Render the data below as a two-column CSV with the headers text and answer, starting with the line that contains "If the white" and going on through the line that contains "[0,172,390,238]". Each row should pair one sentence with the bracketed lines that follow it, with both fields quoted and line breaks replaced by spaces.
------------------------------------------------
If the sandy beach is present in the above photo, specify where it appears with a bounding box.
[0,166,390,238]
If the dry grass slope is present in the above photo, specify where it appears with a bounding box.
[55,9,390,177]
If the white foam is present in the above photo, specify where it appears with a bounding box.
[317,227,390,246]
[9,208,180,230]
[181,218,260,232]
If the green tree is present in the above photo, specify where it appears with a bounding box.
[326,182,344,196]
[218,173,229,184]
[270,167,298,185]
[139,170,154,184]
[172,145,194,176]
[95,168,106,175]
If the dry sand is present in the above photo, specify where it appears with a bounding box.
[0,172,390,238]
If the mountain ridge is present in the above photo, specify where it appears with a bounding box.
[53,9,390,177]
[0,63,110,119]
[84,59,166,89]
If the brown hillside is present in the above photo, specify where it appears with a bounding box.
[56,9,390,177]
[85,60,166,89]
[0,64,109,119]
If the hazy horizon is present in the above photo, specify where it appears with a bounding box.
------------------------------------------------
▶ **ANSWER**:
text,answer
"If the white foam is present in the above photo, specify where it appears with a bounding box.","[317,227,390,246] [9,208,180,230] [181,218,260,232]"
"If the green tree is present in the above photo, specify where it appears with a bounding box.","[326,182,344,196] [218,173,229,184] [270,167,298,185] [139,170,154,184] [172,145,194,176] [95,168,106,175]"
"If the dry sand is present in the above photo, specify where it appears with a bounding box.","[0,172,390,238]"